■ What to work on
Your task is to reproduce exactly the lines from the line with "the illuminated building" through the end of the records below.

(Some records)
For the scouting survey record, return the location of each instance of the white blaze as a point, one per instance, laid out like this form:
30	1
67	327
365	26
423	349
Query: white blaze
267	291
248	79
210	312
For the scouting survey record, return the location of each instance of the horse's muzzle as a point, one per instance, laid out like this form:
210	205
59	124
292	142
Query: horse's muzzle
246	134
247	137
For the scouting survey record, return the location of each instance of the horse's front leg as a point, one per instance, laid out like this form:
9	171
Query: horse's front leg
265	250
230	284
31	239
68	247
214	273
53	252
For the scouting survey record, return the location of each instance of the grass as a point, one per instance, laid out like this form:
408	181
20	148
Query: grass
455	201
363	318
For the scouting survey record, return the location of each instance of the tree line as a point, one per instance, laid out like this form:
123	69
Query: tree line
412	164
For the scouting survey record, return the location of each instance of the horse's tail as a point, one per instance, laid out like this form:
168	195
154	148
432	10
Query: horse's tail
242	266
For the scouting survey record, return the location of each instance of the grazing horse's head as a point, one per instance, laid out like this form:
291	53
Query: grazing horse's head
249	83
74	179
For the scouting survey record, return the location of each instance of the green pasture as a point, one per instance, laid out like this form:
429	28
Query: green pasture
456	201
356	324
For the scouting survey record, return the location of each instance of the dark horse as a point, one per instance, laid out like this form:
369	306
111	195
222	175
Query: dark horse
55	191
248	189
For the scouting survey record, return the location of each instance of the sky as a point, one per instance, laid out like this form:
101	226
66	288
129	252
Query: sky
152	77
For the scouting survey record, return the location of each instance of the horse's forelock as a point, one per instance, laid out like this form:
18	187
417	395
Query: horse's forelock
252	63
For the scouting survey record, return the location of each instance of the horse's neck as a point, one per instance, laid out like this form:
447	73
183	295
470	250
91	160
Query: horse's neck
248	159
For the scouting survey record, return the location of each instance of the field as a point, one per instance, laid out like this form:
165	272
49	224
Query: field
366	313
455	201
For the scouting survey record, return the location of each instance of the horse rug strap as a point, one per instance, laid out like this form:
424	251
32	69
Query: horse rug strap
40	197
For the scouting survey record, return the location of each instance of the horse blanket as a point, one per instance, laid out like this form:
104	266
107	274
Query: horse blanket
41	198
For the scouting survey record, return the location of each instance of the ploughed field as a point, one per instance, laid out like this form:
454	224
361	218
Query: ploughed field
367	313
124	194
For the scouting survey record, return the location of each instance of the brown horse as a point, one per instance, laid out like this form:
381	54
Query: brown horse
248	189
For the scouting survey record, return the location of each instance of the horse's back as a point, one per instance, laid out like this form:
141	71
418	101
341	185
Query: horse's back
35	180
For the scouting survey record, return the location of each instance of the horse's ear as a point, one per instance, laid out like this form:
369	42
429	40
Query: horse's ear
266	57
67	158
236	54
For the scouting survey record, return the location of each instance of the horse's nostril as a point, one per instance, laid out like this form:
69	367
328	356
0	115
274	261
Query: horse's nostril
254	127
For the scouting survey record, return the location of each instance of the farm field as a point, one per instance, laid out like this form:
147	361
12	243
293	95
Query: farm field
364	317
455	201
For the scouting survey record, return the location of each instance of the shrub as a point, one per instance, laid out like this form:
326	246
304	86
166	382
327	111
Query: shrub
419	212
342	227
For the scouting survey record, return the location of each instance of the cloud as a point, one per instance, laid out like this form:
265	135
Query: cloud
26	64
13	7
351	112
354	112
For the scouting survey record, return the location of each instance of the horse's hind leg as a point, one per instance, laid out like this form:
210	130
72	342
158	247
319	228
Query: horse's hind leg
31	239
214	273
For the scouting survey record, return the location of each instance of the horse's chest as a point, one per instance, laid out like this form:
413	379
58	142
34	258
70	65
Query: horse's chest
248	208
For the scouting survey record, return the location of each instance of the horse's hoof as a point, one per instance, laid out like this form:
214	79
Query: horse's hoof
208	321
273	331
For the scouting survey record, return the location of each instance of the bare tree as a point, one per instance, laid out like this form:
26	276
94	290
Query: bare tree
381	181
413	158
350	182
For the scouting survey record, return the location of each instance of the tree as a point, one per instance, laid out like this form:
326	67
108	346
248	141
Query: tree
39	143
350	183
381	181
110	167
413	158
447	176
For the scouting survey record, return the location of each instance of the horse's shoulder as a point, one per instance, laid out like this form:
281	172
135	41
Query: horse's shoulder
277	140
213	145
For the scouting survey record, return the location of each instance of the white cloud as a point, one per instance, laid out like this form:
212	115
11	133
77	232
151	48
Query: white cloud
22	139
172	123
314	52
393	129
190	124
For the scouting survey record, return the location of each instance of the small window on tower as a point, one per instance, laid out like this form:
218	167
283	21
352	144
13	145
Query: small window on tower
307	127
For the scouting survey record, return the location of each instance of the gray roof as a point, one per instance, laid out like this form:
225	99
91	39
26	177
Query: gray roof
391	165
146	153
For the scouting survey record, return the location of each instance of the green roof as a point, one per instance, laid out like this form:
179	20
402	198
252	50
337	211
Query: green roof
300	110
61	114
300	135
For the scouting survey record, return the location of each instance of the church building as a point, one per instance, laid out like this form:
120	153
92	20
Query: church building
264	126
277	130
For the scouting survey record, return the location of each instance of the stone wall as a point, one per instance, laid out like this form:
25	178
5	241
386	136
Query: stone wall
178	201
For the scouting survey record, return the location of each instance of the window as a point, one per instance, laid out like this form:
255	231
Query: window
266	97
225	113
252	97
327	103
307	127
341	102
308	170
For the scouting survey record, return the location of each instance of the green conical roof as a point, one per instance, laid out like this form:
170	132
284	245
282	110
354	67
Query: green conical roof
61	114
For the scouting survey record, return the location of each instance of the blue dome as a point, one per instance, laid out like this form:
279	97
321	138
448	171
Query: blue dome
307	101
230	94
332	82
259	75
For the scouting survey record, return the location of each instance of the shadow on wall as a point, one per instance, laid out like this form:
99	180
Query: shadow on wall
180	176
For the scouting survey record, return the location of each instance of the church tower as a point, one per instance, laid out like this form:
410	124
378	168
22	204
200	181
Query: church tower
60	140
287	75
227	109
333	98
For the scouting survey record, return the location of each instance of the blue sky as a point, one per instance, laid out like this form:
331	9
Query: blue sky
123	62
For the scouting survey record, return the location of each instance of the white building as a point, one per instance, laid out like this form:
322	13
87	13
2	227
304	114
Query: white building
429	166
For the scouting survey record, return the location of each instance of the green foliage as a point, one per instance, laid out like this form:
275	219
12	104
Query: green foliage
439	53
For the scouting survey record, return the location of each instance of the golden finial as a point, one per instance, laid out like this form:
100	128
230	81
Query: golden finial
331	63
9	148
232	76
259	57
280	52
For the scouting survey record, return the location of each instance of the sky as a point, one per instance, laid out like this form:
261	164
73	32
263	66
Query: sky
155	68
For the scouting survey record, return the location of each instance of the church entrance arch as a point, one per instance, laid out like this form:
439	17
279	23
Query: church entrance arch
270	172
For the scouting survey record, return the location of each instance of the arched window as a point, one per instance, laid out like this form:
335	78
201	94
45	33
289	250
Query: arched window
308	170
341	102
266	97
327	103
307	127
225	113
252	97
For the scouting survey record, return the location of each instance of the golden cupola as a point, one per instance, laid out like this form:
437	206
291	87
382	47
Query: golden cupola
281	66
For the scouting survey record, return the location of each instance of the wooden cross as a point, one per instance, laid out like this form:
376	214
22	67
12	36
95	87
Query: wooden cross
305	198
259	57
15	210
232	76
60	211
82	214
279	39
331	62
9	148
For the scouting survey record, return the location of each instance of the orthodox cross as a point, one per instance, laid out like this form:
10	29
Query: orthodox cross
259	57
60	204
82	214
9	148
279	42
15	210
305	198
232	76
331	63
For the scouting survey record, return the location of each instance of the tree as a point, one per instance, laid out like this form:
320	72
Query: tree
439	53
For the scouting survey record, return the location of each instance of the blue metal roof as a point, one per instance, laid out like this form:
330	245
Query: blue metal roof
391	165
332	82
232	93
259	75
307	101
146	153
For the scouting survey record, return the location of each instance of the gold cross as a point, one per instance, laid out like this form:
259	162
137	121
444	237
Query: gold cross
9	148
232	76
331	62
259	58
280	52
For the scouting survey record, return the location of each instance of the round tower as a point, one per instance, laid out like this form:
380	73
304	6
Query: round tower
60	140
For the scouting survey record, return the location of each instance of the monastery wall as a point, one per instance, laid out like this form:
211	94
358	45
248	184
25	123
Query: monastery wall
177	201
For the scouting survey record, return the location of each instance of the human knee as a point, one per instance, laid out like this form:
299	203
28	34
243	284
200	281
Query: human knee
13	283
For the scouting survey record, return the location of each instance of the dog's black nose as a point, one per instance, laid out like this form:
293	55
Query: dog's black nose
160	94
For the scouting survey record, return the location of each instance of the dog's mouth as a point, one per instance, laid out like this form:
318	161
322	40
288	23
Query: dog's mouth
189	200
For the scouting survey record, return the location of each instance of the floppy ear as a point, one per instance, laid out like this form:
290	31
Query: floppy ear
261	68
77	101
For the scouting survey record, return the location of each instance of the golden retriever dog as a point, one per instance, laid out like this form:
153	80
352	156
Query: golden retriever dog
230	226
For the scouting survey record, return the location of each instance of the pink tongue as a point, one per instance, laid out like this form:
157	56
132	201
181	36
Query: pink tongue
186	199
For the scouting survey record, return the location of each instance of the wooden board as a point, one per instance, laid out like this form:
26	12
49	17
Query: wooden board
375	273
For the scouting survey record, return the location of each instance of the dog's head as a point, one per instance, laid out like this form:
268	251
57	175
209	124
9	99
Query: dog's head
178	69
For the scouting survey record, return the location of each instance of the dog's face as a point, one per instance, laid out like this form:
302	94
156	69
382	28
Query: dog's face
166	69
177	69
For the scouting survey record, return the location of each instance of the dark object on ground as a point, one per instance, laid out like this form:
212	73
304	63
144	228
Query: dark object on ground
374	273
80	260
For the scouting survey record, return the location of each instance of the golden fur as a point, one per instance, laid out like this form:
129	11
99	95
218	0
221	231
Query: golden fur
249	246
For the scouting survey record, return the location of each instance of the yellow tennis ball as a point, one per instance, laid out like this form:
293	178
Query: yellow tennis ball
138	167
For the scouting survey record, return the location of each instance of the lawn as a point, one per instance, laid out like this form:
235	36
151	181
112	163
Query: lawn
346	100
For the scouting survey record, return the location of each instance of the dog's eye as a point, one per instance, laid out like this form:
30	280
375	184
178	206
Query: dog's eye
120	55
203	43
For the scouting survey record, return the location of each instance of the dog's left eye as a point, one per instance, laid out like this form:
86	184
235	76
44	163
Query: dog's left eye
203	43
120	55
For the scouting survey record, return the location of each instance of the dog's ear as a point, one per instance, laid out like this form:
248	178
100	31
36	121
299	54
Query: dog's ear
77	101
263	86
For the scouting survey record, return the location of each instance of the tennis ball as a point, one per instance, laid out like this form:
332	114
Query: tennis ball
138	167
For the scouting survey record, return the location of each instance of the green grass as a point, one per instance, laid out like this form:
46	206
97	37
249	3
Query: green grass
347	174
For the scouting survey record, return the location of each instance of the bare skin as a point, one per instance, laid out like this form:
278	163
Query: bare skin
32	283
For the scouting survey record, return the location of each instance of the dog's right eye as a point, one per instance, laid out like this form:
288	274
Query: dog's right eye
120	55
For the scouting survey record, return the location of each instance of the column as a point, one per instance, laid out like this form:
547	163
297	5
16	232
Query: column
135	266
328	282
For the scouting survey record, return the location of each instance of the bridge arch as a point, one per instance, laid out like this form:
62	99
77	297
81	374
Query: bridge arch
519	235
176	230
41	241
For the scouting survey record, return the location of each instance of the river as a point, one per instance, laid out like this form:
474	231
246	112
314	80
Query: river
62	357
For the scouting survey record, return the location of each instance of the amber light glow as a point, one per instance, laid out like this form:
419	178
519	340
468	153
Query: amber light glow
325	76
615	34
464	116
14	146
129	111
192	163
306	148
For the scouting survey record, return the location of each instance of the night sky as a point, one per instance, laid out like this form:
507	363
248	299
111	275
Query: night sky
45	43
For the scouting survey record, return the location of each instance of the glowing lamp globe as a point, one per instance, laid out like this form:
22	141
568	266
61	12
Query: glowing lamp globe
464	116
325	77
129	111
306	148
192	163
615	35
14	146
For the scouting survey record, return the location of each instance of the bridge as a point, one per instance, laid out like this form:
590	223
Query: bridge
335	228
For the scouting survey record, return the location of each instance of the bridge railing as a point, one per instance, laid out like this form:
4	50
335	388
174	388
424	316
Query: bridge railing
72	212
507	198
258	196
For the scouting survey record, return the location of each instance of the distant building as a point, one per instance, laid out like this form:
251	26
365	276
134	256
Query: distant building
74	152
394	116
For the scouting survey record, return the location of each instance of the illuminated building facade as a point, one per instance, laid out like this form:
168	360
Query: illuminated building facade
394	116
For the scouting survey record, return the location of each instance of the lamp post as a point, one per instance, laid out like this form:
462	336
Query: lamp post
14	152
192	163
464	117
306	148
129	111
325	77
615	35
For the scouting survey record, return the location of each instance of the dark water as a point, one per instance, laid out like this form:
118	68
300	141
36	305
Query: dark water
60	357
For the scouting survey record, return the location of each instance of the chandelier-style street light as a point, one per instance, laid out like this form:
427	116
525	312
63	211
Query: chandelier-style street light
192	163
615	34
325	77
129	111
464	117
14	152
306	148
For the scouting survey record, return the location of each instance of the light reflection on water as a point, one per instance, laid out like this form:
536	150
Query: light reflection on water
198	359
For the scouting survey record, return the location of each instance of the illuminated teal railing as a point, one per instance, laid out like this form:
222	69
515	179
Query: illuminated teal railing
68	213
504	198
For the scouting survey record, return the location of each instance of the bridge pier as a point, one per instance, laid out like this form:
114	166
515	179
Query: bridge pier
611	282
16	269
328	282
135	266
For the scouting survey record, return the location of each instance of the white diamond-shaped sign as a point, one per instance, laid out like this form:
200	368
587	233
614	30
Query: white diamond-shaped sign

■ Solution to this task
For the scouting survey record, return the location of each instance of the illuminated building facade as a point, one per instance, laid out like this form:
168	360
Query: illuminated building facade
394	116
For the scouting survey record, return the location of each instance of the lamp post as a point, one per instance, laid out like this form:
462	336
Query: lamp post
14	152
192	163
464	117
306	148
129	111
325	77
615	35
For the scouting survey record, return the location of each instance of the dark water as a point, one per instance, laid out like this form:
118	68
300	141
36	305
Query: dark water
60	357
For the scouting survey record, return the location of each instance of the chandelier-style street light as a point, one per instance, laid out like this form:
427	116
525	312
63	211
Query: chandelier-style street light
192	163
615	34
325	77
129	111
464	117
14	152
306	148
For the scouting survey record, return the location of each instance of the light reflection on water as a point, one per instance, laid out like this form:
536	150
Query: light reflection on water
198	359
For the scouting survey record, return the location of each instance of the illuminated teal railing as a point, one per instance, laid out like this form:
222	69
515	179
Query: illuminated teal railing
68	213
504	198
For the scouting survey record, return the location of each instance of the bridge pier as a point, one per instance, laid out like this form:
114	166
515	179
Query: bridge pier
611	282
16	269
328	282
135	266
For the scouting survey record, return the location of each instance of the white diamond-shaped sign as a point, one per instance, laid out like this form:
200	368
587	233
614	30
Query: white diamond-shaped sign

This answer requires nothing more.